* PROVIDED PASSAGE

Frozen Bird Feeders

Need a winter project to keep little hands busy? These bird feeders are easy to make and provide bird-watching entertainment all winter long.

by Tessa Zundel

Frozen Bird Feeders - Photo by Tessa Zundel (

As winter sets in on the farm and homestead, it’s natural for children and grown-ups alike to want to make their furry and feathered friends as comfortable as possible. Each of us has our own livestock chores, of course, but you can make special treats to please the many birds that live on your land, as well.

Whatever avian species you’re trying to feed, Jenny Wrens or your prize flock of layers, these bird feeders can be put together with what you have in your kitchen or garden. They’re perfect for the colder months because they’re frozen and provide birds both a treat and entertainment on a dull, winter’s day.

* DATA EXCERPTS

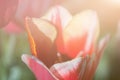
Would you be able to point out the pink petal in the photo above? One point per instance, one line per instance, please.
(67, 70)
(81, 33)
(7, 11)
(60, 17)
(41, 36)
(94, 61)
(13, 28)
(38, 68)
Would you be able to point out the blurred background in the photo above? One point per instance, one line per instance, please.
(14, 41)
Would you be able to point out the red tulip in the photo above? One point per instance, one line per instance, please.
(56, 35)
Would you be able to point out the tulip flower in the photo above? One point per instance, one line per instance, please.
(7, 11)
(64, 46)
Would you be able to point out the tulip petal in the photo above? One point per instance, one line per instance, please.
(40, 71)
(60, 17)
(67, 70)
(13, 28)
(94, 60)
(7, 11)
(81, 33)
(41, 37)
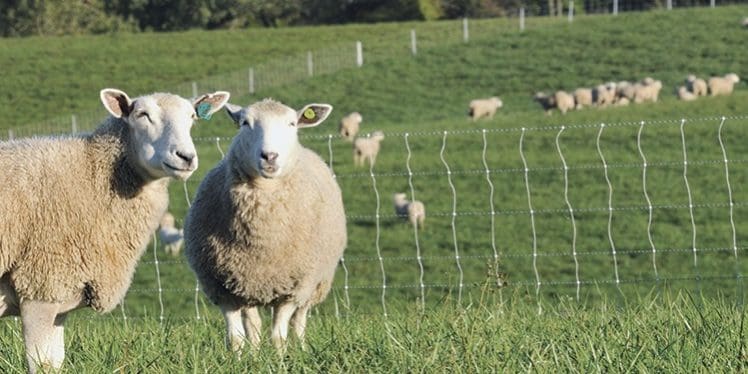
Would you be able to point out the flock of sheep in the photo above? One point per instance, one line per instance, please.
(366, 149)
(612, 94)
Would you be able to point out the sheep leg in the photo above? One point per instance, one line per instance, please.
(234, 329)
(58, 341)
(281, 318)
(252, 325)
(298, 321)
(42, 335)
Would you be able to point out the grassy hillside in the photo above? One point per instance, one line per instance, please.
(663, 335)
(428, 93)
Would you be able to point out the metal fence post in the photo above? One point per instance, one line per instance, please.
(74, 124)
(413, 42)
(465, 32)
(359, 54)
(309, 63)
(251, 80)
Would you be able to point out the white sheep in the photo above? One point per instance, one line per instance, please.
(625, 90)
(696, 85)
(564, 101)
(267, 226)
(367, 149)
(546, 101)
(560, 100)
(622, 101)
(583, 97)
(350, 125)
(413, 210)
(647, 91)
(484, 107)
(170, 235)
(76, 213)
(723, 85)
(686, 95)
(604, 94)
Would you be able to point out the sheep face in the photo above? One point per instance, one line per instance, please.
(159, 126)
(268, 134)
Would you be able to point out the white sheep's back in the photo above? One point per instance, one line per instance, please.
(279, 239)
(49, 193)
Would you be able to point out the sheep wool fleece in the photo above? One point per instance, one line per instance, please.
(254, 241)
(75, 216)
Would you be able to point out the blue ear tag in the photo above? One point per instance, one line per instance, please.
(203, 110)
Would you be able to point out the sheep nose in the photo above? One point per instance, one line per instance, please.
(269, 156)
(188, 157)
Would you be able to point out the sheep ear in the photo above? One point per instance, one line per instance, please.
(235, 112)
(313, 114)
(206, 105)
(116, 102)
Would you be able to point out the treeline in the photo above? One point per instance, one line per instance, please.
(65, 17)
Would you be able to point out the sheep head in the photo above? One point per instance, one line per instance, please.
(268, 143)
(159, 126)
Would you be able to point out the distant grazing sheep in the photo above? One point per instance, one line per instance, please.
(267, 226)
(170, 235)
(686, 95)
(604, 94)
(564, 101)
(349, 126)
(413, 210)
(647, 92)
(484, 107)
(76, 213)
(697, 86)
(625, 90)
(622, 101)
(545, 101)
(560, 100)
(723, 85)
(367, 149)
(583, 97)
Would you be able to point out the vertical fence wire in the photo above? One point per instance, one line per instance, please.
(342, 258)
(731, 203)
(650, 208)
(690, 203)
(378, 234)
(491, 204)
(532, 221)
(571, 212)
(610, 208)
(197, 282)
(415, 228)
(454, 217)
(220, 150)
(158, 280)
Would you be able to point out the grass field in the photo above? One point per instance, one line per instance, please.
(633, 310)
(668, 334)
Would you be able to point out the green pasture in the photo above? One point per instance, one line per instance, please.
(618, 292)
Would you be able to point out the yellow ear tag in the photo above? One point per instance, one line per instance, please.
(309, 114)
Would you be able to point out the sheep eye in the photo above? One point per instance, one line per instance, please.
(145, 114)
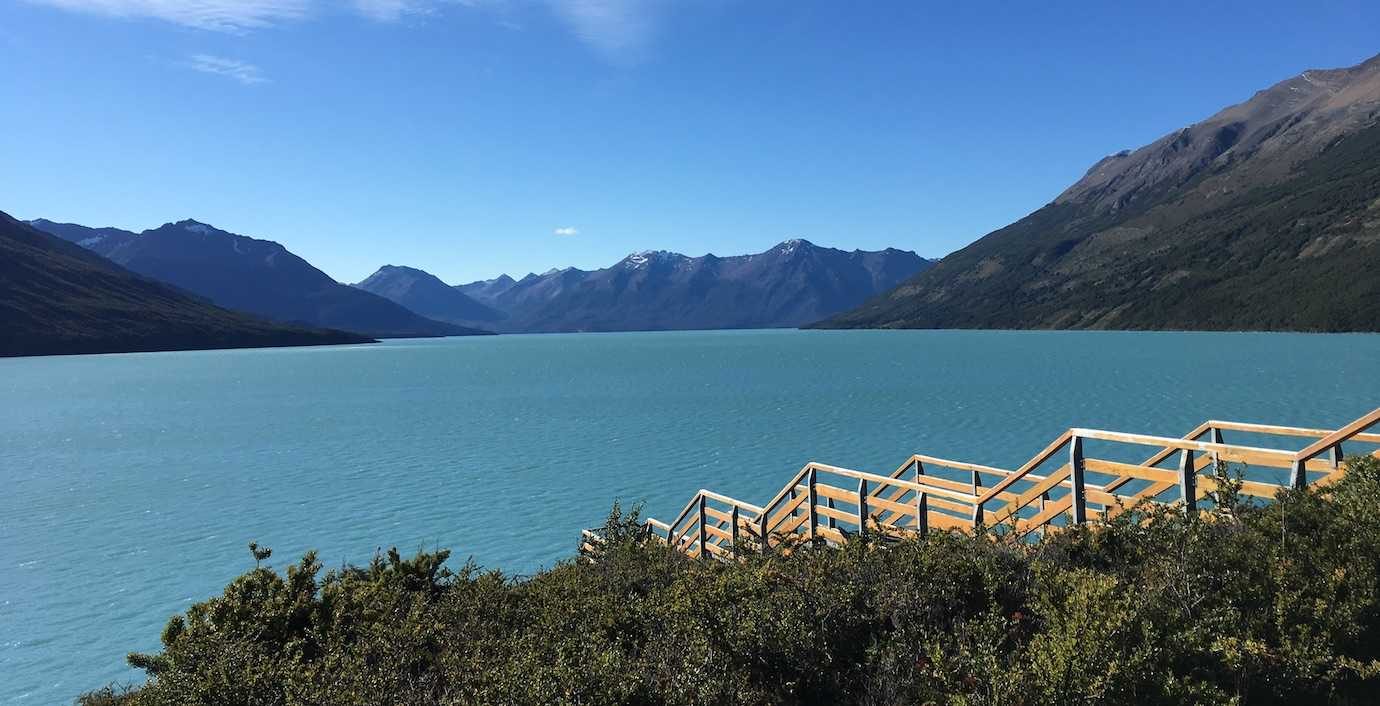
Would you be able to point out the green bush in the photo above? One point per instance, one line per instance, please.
(1241, 604)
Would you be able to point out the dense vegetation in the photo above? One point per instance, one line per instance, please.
(1246, 604)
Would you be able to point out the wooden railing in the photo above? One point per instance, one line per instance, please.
(831, 503)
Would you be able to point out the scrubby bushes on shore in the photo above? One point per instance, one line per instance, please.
(1244, 604)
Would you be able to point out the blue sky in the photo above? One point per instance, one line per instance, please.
(472, 138)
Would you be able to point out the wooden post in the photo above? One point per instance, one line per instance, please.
(1215, 436)
(1043, 499)
(1299, 475)
(1075, 476)
(922, 503)
(704, 531)
(1188, 480)
(734, 531)
(863, 505)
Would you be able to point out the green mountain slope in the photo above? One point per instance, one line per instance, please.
(58, 298)
(1263, 217)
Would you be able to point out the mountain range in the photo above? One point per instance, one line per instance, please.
(788, 286)
(255, 276)
(60, 298)
(1262, 217)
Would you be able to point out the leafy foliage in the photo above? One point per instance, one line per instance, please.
(1242, 604)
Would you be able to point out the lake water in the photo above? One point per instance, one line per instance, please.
(133, 483)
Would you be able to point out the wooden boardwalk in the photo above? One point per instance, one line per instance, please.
(1064, 484)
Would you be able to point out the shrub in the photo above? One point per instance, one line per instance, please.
(1241, 604)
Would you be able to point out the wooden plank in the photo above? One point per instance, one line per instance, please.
(722, 534)
(1147, 440)
(785, 491)
(732, 501)
(791, 526)
(838, 515)
(1288, 430)
(1161, 455)
(1248, 487)
(870, 477)
(961, 465)
(1339, 436)
(718, 515)
(874, 503)
(787, 510)
(948, 521)
(1130, 469)
(831, 534)
(1026, 468)
(950, 505)
(1052, 510)
(1035, 491)
(839, 494)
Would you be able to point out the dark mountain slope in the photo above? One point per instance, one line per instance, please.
(790, 284)
(1264, 217)
(100, 240)
(58, 298)
(425, 294)
(264, 279)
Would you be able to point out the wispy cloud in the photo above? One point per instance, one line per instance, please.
(392, 10)
(617, 29)
(218, 15)
(239, 71)
(620, 31)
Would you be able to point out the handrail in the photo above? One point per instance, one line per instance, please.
(1285, 430)
(730, 501)
(1339, 436)
(959, 465)
(882, 505)
(1147, 440)
(1026, 468)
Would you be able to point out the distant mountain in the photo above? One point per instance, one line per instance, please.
(790, 284)
(255, 276)
(425, 294)
(1263, 217)
(58, 298)
(487, 290)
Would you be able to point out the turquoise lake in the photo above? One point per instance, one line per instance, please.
(133, 483)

* YOUR TASKS
1. Pick out every line in the entries that contains the string "green", matching case exactly.
2. Please extend the frozen bird feeder article, picking up right after its final sentence.

* RESPONSES IN ORDER
1.
Would you be able to point out the green pasture in the photo above? One point per instance, one line per instance, please.
Would you be able to point out the green bush in the photo above? One point per instance, one line per instance, please.
Would you be able to point out the green mountain slope in the photo above? One point per instance, one line per instance, please.

2.
What You’ll Need:

  • Bundt pan of any size or shape*
  • water to fill the pan
  • collection of berries, rinds, pine needs, seeds, herbs and any mom-approved snack a bird might like to eat
  • butter or oil
  • freezer
  • string or baling twine

*If you don’t have a Bundt pan, get any sized glass or metal dish (like a deep pie plate) and place a similar but much smaller dish (like a ramekin) inside, weighed down with marbles or beans. The smaller dish will create a hole in the middle or your finished bird feeder, reminiscent of Bundt a pan. You may get a sheath of ice that forms underneath your smaller dish if the weight isn’t heavy enough to keep it out, but you should be able to break through it easily.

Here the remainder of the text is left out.